[Exercise passage]
# # # # #

In my experience, I have found that teams can be highly effective when working remotely or when working physically together. But effectiveness drops when some members work remotely while the rest work in person. Other IT leaders echo this observation. In true agile style, my own teams' self-organising nature meant they quickly concluded that they had to act as a single entity, choosing to all attend physically or all attend remotely. Doing so meant they ensured equality for all participants. They determined that agile ceremonies such as planning, refinement, and retrospectives were best in the office, whereas stand-ups and tasks could be virtual.

Now apply these adaptations to the broader workforce. As the pandemic recedes to an endemic, teams that work effectively remotely will act as a single organism when deciding on dominant new working practices. It is improbable that these teams will choose to return to a full-time office presence and instead embrace a hybrid work practice designed at filling the human presence gap only where required. There is no substitute for physical presence to build trust through social cues and subtext through body language.

# # # # #

Records in a dataset
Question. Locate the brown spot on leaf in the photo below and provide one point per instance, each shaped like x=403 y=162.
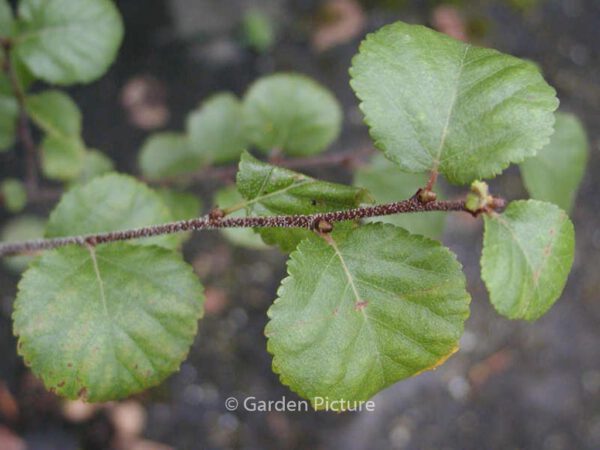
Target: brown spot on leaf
x=359 y=306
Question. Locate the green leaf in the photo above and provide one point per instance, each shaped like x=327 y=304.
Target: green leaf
x=55 y=113
x=63 y=157
x=9 y=112
x=258 y=31
x=68 y=41
x=555 y=173
x=14 y=194
x=101 y=324
x=433 y=102
x=291 y=113
x=110 y=203
x=6 y=19
x=244 y=237
x=17 y=229
x=215 y=130
x=527 y=255
x=182 y=205
x=271 y=190
x=387 y=183
x=166 y=155
x=95 y=163
x=364 y=310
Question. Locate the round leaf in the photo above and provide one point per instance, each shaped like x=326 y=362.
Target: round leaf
x=105 y=323
x=110 y=203
x=291 y=113
x=17 y=229
x=526 y=259
x=366 y=309
x=215 y=130
x=9 y=111
x=555 y=173
x=14 y=194
x=68 y=41
x=432 y=102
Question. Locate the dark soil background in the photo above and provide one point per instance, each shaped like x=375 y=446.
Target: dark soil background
x=512 y=385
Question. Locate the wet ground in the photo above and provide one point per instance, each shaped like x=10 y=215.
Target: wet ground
x=512 y=386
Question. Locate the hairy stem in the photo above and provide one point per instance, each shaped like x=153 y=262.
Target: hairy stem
x=212 y=222
x=23 y=126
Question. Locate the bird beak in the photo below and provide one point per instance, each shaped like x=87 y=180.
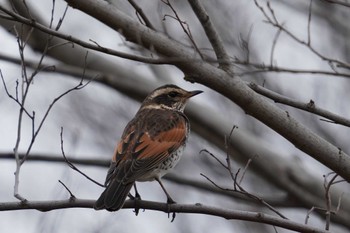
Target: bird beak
x=193 y=93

# # # # #

[Problems and tasks]
1) According to the passage on remote and hybrid teamwork, why did the author's teams choose to have everyone attend physically or everyone attend remotely?
2) From the passage on remote and hybrid teamwork, return the section starting at "Now apply these" and ending at "through body language.".
3) Write the next part of the passage on remote and hybrid teamwork, beginning after its final sentence.

[Answers for this exercise]
1) The teams concluded that they had to act as a single entity, because effectiveness drops when some members work remotely while the rest work in person. Having all members attend the same way ensured equality for all participants.

2)
Now apply these adaptations to the broader workforce. As the pandemic recedes to an endemic, teams that work effectively remotely will act as a single organism when deciding on dominant new working practices. It is improbable that these teams will choose to return to a full-time office presence and instead embrace a hybrid work practice designed at filling the human presence gap only where required. There is no substitute for physical presence to build trust through social cues and subtext through body language.

3)
A new modern office environment will have to accommodate new social norms. The days of a battery hen workforce packed tightly amongst rows of uniform desks or work cubicles, pre-loaded with phones, screens, keyboards, and mouses are likely to become a thing of the past. Instead, cubes and closed spaces will give way to more breathable and open environments better suited for team-oriented, loftier, creative pursuits.  

As the workforce adopts a permanent hybrid model where most work remotely, what does it mean to branch office infrastructure? Branch proximity to the user population is nullified when typical VPN architecture is rooted in a datacentre, backhauling traffic over vast distances. The performance is worse under this model, and the returns on investment continue to decline. Combining new remote ways of working and ageing infrastructure is a perfect storm that threatens technology failure. 

Organisations must tackle the change on two fronts to retain a competitive and productive workforce. The first is to equip a technology landscape that offers comparable performance, features, and security to any well-equipped office environment irrespective of workforce geography. If this sounds familiar, it is essentially café-style working, which will become the norm increasingly for many. Second, adapt to rapidly changing social norms for collaborative work in physical spaces using wire-free connectivity, whiteboard walls, projectors, digital presence communications, and perhaps telepresence robots.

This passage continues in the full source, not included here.